— TASK SET —
1) Reproduce everything in the Ugly Betty season 1 article from "In addition to" down to "the main cast.".
2) Summarize the Ugly Betty season 1 article in two sentences.
3) Extend the Ugly Betty season 1 article beyond its final line.

— PAGE EXTRACT —

□ □ □ □ □ □ □

- Promotional poster
- No. of episodes: 23

Release
- Original network: ABC
- Original release: September 28, 2006 – May 17, 2007

Season chronology
- Next → Season 2

= Ugly Betty season 1 =

First season of the American television series

The first season of the American dramedy television series Ugly Betty began airing on September 28, 2006 and concluded on May 17, 2007.

In addition to the twenty-three regular episodes in season one, a special, "The Beautiful World of Ugly Betty", was aired on April 12, 2007. Another special, which was a half-hour update recapping the first ten episodes, aired during the month of January 2007 on local ABC affiliates and various cable networks.

==Cast==
For the first season of Ugly Betty, nine characters were initially included in the main cast.

Michael Urie and Kevin Sussman were originally credited as Special Guest Stars but were upgraded to regulars in episode 14. Although Sussman's character was written out almost immediately after, in episode 15, he was credited as a regular for the rest of the season.

Rebecca Romijn was added to the show’s main cast in episode 13, after her character was initially played by (a heavily disguised) Elizabeth Payne.

===Main cast===
- America Ferrera as Betty Suarez
- Eric Mabius as Daniel Meade
- Alan Dale as Bradford Meade
- Tony Plana as Ignacio Suarez
- Ana Ortiz as Hilda Suarez
- Ashley Jensen as Christina McKinney
- Becki Newton as Amanda Tanen
- Mark Indelicato as Justin Suarez
- Vanessa L. Williams as Wilhelmina Slater
- Michael Urie as Marc St. James
- Kevin Sussman as Walter
- Rebecca Romijn as Alexis Meade (episode 13–23)

□ □ □ □ □ □ □

Saved data entries
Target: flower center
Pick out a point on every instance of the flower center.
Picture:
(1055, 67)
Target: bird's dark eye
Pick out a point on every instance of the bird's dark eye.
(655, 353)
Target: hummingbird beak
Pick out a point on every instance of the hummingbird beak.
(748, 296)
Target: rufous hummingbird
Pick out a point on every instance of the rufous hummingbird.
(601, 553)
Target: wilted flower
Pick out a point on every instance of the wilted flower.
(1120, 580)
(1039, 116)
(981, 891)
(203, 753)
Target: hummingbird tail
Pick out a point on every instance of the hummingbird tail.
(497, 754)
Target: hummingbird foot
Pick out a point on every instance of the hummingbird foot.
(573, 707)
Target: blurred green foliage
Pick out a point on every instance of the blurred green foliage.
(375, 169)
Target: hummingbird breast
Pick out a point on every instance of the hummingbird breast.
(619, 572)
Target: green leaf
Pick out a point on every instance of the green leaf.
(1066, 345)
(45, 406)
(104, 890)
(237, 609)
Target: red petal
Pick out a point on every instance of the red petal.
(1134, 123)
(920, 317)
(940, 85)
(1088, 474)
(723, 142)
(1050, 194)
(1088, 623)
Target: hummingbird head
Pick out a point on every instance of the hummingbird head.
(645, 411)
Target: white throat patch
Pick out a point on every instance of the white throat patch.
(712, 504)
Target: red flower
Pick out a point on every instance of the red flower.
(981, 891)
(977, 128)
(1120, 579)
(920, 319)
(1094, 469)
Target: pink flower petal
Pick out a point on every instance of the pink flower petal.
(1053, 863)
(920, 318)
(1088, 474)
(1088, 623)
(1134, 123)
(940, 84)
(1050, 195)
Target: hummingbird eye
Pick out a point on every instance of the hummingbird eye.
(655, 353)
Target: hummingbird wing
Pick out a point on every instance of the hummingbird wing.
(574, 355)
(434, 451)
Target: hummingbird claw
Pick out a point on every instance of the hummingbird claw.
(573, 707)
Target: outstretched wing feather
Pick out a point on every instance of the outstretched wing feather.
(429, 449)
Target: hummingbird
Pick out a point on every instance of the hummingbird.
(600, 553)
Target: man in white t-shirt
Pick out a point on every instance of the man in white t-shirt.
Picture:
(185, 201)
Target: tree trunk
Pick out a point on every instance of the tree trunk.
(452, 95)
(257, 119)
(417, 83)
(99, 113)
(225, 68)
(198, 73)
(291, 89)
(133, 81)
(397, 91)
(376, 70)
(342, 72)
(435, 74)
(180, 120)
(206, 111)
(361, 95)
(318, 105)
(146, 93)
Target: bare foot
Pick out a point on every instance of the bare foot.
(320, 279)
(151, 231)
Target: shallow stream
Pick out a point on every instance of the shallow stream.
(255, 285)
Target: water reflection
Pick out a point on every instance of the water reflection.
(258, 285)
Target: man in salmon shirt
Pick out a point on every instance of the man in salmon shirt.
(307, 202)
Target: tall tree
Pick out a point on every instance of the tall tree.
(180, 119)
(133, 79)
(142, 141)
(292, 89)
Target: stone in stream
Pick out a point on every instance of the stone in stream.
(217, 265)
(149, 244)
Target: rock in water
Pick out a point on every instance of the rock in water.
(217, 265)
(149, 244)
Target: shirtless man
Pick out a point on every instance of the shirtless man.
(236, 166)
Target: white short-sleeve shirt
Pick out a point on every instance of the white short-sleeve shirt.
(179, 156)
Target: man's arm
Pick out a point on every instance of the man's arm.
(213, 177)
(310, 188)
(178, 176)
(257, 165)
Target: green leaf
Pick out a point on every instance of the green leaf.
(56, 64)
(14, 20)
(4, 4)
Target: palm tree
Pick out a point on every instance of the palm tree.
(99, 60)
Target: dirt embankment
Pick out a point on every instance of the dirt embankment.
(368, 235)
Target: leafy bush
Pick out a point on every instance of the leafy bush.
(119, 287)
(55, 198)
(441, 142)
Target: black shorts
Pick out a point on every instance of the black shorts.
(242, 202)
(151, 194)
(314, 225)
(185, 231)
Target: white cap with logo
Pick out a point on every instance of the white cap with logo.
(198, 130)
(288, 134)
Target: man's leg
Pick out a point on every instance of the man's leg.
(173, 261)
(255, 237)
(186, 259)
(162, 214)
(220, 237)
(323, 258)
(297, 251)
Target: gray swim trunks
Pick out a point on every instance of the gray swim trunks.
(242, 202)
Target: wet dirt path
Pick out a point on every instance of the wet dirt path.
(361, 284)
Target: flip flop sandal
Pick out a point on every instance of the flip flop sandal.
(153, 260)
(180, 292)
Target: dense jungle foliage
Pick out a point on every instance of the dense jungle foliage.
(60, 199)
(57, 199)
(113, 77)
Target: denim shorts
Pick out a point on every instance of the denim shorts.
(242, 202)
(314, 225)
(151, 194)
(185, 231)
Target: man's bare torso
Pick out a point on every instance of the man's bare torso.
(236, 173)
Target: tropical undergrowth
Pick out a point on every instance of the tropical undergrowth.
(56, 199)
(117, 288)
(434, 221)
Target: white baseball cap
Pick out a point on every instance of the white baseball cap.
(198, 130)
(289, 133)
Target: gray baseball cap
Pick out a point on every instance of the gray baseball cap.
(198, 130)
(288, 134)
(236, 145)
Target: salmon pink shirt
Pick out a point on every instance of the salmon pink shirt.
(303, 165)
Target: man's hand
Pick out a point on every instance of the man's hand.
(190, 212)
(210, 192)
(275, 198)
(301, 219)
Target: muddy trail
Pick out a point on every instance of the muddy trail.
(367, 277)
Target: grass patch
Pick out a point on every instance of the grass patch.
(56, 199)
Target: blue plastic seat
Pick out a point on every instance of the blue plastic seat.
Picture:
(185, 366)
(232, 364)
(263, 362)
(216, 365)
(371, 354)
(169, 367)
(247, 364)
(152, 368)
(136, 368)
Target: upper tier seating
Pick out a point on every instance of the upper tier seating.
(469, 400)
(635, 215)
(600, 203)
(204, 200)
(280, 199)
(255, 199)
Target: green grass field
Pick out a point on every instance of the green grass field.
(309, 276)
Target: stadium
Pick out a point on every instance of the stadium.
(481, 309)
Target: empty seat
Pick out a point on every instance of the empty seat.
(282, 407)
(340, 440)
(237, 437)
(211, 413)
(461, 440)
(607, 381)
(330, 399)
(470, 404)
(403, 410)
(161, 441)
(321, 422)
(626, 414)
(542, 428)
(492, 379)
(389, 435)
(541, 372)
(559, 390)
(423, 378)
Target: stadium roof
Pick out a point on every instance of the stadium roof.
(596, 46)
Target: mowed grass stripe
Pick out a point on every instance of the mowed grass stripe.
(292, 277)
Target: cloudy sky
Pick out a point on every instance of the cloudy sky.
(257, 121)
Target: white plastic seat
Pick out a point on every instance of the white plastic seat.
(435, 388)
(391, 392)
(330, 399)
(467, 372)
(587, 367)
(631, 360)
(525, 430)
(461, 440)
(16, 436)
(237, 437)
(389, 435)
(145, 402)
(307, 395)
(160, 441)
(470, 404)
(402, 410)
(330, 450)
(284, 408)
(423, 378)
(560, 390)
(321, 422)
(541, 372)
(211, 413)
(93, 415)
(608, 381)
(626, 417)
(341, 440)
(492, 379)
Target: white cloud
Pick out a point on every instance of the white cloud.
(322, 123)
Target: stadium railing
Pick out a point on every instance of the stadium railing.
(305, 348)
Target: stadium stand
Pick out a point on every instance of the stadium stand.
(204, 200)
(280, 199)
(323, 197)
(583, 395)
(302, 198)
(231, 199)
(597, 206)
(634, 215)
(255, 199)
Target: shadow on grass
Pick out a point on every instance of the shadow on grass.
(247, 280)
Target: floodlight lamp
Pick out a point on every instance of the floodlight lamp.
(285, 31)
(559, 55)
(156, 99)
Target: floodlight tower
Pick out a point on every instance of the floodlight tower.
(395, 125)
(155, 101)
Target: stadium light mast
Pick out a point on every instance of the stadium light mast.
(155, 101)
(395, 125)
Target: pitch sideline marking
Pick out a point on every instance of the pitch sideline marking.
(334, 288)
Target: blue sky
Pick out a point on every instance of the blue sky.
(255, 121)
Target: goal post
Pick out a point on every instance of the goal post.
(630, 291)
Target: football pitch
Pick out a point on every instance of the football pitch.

□ □ □ □ □ □ □

— RESPONSES TO THE TASKS —
1)
In addition to the twenty-three regular episodes in season one, a special, "The Beautiful World of Ugly Betty", was aired on April 12, 2007. Another special, which was a half-hour update recapping the first ten episodes, aired during the month of January 2007 on local ABC affiliates and various cable networks.

==Cast==
For the first season of Ugly Betty, nine characters were initially included in the main cast.

2) The first season of the American dramedy Ugly Betty aired on ABC from September 28, 2006, to May 17, 2007, comprising twenty-three regular episodes along with two specials. Its main cast initially included nine characters, with Rebecca Romijn added in episode 13 and Michael Urie and Kevin Sussman upgraded from Special Guest Stars to regulars in episode 14.

3)
===Recurring cast===
- Kevin Alejandro as Santos
- Bailey Chase as Beckett 'Becks' Scott
- Brett Cullen as Ted LeBeau
- Ava Gaudet as Gina Gambarro
- Gina Gershon as Fabia
- Christopher Gorham as Henry Grubstick
- Max Greenfield as Nick Pepper
- Salma Hayek as Sofia Reyes
- Jowharah Jones as Nico Slater
- Judith Light as Claire Meade
- Jayma Mays as Charlie
- Elizabeth Payne as the Masked Lady
- Stelio Savante as Steve
- Octavia Spencer as Constance Grady

===Guest cast===
- Kristin Chenoweth as Diane
- Jesse Tyler Ferguson as Dr. Gabe Farkus
- Cristián de la Fuente as Rodrigo Veloso
- Rebecca Gayheart as Jordan Dunn
- Kathy Griffin as a Fashion TV Host
- Tim Gunn as a Fashion TV Reporter
- Leslie Jordan as Quincy Combs
- Lucy Liu as Grace Chin
- Patti LuPone as Mrs. Jean Weiner
- Debi Mazar as Leah Feldman
- AnnaLynne McCord as Petra
- Ivana Milicevic as Lena
- Rita Moreno as Aunt Mirta
- Jerry O’Connell as Joel
- Teddy Sears as Hunter
- Liz Torres as Evelyn
- Lorraine Toussaint as Amelia ‘Yoga’ Bluman
- Angélica Vale as Angelica

The first season also saw Katharine McPhee and Martha Stewart make cameo appearances as themselves.

==Episodes==

Notes:
- "Swag" was originally scheduled to be aired as the 4th episode, but was moved to 11th by the network. The change resulted in a number of continuity problems, which were "fixed" by making most of the episode a flashback and adding scenes with Betty telling Christina the bulk of the story. In Italy, Denmark, Spain, India and the Philippines, the episode is retained as the 4th episode.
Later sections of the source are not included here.